EXCERPT PROVIDED

········

PROCEDURE Push(self: T; o: REFANY) ;
PROCEDURE Pop(self: T)
PROCEDURE Top(self: T): REFANY ;
PROCEDURE Empty(self: T): BOOLEAN ;
PROCEDURE Full(self: T): BOOLEAN ;
PROCEDURE New(): T;
(* Objects are inserted into the finite stack using push. They are removed
and retrieved with pop and top respectively. The behavior is last in-first
out (LIFO), meaning that the most recently pushed object will be the next
popped. NIL will be returned if the client attempts to pop an empty finite
stack, and attempting to push onto a full one results in no operation (no-op)
FORMAL RULES
1. Initialization must be done once for any stack object.
This is done correctly by FiniteStack.New.
2. Immediately after initialization, empty returns true and full
returns false. Pop is illegal and results in no-op, and top, while
also illegal, returns NIL.
3. Immediately after push, empty returns false and full may return true.
4. If full would return true then push is illegal and results in a no-op.
However if push fails to insert X by reason of executing when full is
true, the stack may not properly be LIFO.
6. FiniteStack.New returns a new allocated and initialized (empty) stack.
7. At most some fixed finite number (FiniteStackMax ) elements
may be stored at any time. If the stack currently holds
FiniteStackMax elements then full returns true.
*)
END FiniteStack.
We illustrate the above declaration with the Class Photo, shown in Figure 3.1, which indicates that the methods are to be public, and the instance variables, enclosed within the boundary, are to be private.

········

DATA SECTION

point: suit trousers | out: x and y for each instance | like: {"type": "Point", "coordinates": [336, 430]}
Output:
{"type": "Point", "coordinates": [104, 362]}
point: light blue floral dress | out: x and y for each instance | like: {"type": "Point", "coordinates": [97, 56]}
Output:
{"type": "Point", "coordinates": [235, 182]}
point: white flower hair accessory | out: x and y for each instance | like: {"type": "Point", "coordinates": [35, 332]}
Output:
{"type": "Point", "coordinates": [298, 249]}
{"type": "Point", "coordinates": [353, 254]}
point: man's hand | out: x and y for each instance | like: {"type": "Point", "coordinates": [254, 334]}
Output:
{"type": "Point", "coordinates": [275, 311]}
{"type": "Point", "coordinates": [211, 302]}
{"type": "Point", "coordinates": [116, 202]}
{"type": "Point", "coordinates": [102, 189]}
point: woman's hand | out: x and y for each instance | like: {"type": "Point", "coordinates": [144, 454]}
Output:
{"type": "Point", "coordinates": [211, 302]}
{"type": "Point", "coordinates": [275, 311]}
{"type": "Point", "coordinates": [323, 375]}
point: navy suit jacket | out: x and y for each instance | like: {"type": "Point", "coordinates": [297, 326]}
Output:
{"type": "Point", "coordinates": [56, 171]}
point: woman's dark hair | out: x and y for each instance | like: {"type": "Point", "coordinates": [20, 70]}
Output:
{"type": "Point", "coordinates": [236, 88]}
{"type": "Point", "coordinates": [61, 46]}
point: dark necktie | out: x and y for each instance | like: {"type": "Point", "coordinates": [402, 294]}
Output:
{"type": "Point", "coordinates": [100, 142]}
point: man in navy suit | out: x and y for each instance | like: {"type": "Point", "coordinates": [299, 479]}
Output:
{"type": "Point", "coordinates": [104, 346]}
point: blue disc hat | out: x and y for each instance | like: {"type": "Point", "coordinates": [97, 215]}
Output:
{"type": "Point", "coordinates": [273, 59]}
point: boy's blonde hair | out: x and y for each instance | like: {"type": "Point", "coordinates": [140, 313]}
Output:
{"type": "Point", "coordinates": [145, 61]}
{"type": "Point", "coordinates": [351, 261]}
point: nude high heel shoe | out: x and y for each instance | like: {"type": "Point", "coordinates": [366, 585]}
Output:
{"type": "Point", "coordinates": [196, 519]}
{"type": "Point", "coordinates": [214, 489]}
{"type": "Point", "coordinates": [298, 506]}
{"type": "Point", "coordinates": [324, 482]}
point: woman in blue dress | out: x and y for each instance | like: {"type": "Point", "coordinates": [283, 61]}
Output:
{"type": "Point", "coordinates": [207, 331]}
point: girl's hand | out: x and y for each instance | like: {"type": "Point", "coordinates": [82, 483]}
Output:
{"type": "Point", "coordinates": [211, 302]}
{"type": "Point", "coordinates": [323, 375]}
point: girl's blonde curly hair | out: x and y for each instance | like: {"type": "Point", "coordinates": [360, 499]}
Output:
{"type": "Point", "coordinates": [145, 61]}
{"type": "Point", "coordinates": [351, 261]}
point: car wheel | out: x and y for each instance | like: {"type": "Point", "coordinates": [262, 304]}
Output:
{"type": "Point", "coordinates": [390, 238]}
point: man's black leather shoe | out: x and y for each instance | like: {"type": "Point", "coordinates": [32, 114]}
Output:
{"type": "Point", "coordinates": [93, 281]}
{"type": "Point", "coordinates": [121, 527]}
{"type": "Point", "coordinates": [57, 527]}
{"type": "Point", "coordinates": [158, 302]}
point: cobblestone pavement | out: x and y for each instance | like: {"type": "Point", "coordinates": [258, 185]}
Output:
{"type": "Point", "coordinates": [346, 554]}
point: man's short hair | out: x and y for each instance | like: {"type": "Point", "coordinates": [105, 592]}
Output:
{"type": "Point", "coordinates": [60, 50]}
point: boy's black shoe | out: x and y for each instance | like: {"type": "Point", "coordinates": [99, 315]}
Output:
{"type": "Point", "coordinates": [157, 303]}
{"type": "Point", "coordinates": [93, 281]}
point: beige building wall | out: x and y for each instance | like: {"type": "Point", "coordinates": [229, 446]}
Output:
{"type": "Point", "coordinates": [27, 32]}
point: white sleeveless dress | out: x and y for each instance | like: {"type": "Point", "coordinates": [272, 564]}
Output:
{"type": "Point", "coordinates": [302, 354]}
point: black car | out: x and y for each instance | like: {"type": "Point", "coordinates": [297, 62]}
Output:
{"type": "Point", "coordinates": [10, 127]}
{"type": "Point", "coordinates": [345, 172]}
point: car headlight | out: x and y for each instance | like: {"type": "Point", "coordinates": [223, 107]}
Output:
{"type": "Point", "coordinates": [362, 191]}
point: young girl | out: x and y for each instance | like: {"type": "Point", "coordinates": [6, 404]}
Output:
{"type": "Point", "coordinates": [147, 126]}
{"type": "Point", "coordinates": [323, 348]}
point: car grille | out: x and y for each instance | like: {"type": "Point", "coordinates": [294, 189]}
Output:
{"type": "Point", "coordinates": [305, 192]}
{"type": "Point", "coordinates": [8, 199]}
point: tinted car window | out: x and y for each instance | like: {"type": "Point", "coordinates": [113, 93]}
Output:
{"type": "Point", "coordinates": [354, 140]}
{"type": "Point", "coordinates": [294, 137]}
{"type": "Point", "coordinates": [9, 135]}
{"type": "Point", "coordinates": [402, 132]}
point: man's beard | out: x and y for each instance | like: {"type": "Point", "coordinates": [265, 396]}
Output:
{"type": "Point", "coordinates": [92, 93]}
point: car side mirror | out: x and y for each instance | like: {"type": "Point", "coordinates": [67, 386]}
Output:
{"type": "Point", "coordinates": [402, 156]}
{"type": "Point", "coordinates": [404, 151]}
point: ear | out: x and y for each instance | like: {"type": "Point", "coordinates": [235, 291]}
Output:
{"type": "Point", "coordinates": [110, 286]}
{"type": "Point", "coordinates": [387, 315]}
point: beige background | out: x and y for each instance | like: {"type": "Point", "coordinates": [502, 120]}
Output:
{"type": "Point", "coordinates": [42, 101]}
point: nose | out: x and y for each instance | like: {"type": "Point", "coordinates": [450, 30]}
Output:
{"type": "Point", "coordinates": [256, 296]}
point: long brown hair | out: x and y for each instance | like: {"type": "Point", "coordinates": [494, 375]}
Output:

········

REQUIRED TASKS
1. In the FiniteStack excerpt above, condense the paragraph beginning "We illustrate the above declaration" into one shorter sentence that keeps its main facts.
2. Rewrite the listing above, starting at the line containing "point: beige background" and ending at the end of the listing. Replace "Output" with "Result" everywhere in that span and leave everything else unchanged.

RESPONSES TO THE EXERCISE
1. The Class Photo in Figure 3.1 illustrates the declaration: methods are public, and instance variables, enclosed within the boundary, are private.

2.
point: beige background | out: x and y for each instance | like: {"type": "Point", "coordinates": [502, 120]}
Result:
{"type": "Point", "coordinates": [42, 101]}
point: nose | out: x and y for each instance | like: {"type": "Point", "coordinates": [450, 30]}
Result:
{"type": "Point", "coordinates": [256, 296]}
point: long brown hair | out: x and y for each instance | like: {"type": "Point", "coordinates": [494, 375]}
Result:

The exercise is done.